Your goal ▸
Transcribe the data in full, keeping each line exactly as it appears.

Dataset excerpts ▸
BEGIN

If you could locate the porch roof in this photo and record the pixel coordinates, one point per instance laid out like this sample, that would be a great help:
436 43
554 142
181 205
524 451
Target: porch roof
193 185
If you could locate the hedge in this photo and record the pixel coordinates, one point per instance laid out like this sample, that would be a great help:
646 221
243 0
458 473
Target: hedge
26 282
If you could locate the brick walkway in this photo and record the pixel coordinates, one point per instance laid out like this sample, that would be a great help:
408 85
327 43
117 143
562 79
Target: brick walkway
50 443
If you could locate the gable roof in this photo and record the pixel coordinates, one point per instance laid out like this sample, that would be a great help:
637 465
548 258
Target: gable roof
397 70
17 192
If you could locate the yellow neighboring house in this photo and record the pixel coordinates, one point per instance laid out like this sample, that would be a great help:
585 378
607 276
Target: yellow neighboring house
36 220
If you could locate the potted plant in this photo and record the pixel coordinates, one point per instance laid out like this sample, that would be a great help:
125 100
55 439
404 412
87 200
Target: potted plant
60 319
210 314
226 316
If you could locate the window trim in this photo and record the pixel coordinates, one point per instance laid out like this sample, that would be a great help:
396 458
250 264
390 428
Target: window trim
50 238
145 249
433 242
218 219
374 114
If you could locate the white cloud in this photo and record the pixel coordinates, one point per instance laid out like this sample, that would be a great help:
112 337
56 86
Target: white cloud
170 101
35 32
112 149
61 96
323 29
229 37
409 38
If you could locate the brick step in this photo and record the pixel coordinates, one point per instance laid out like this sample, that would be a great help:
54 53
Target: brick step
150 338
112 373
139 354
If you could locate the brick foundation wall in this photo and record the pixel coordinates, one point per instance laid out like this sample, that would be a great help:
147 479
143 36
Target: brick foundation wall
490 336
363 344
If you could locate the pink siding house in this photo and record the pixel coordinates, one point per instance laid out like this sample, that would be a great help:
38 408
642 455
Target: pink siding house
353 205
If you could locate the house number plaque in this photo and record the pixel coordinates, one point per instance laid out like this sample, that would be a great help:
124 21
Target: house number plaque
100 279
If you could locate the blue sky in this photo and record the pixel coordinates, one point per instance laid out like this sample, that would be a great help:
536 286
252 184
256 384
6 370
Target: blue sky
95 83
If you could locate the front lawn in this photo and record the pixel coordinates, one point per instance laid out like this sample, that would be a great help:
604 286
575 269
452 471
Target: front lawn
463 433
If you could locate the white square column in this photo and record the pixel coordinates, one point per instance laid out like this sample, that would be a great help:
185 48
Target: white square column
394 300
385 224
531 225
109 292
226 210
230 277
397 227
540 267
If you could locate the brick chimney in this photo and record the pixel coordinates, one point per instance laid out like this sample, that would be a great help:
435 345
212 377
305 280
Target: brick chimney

END

Output of the task ▸
If you could locate the porch roof in this photo and record the pixel coordinates, one point per instance laid out like this sample, that would be a great help:
436 43
554 142
181 205
524 451
Target: porch roof
193 185
If you could locate the hedge in this photo and record the pixel coordinates, one point per instance laid out like this sample, that would be a great help:
646 221
243 0
458 473
Target: hedge
26 282
If you could locate the brick walkway in this photo and record the pixel coordinates, one point per instance laid out like this sample, that would be a great help:
408 85
327 43
117 143
562 79
Target: brick walkway
50 443
If you could locate the gable roof in this photo and record the pixel coordinates, one point per instance laid out like this sample, that would be a great help:
637 465
548 258
Target: gable roof
397 70
17 192
If you could locate the yellow neighboring house in this photo and record the pixel coordinates, one point per instance laid out like this sample, that would be a great help:
585 378
607 276
Target: yellow neighboring house
36 220
If you could locate the potted plant in this photo and record the pixel coordinates, one point per instance laid out like this sample, that would be a great help:
125 100
55 439
404 412
87 200
Target: potted plant
60 319
210 314
226 316
If you could locate the window trim in this photo and record the pixel coordinates, one point per instance laid out like this sample, that would be a great help:
396 458
250 264
390 428
Target: window trim
50 238
145 249
433 242
218 219
374 114
If you could locate the white cloud in this photo and record the pixel coordinates, one point per instance laid out like this sample, that would be a great help:
112 337
56 86
Target: white cloud
170 101
35 32
112 149
61 96
323 29
229 37
409 38
If you could locate the brick step in this photo and record the pixel coordinates, one point per instance laid out like this sample, that would be a great help:
54 53
Target: brick step
150 338
112 373
139 354
If you could locate the brick foundation wall in this photo and record the pixel coordinates, one point per instance laid out like this sample, that would be a great help:
147 479
143 36
Target: brick foundation wall
490 336
363 344
If you could locate the pink siding house in this photo and record the pixel coordinates, one point per instance laid out like this sample, that would be a great help:
38 408
642 455
Target: pink siding house
353 205
If you could locate the house number plaque in this photo and record the pixel coordinates, one point per instance laid out like this sample, that would be a great help:
124 21
Target: house number plaque
100 279
If you could locate the blue sky in this photo and record the pixel coordinates, one point per instance laid out like this sample, that would be a great help:
536 286
252 184
256 384
6 370
Target: blue sky
95 83
If you could locate the front lawn in this photo and record the pixel coordinates, one point per instance laid out like this sample, that would be a great help:
604 286
575 269
452 471
Target: front lawn
463 433
If you could locate the white square column in this photo and record the pixel coordinates, one point per instance laid out like this sample, that would be a great help:
185 48
Target: white square column
394 300
385 224
531 225
109 292
226 210
230 277
397 227
540 267
If you could locate the brick chimney in this photo and record the pixel coordinates, one point per instance laid out like this sample, that would be a great help:
435 345
212 377
305 280
Target: brick chimney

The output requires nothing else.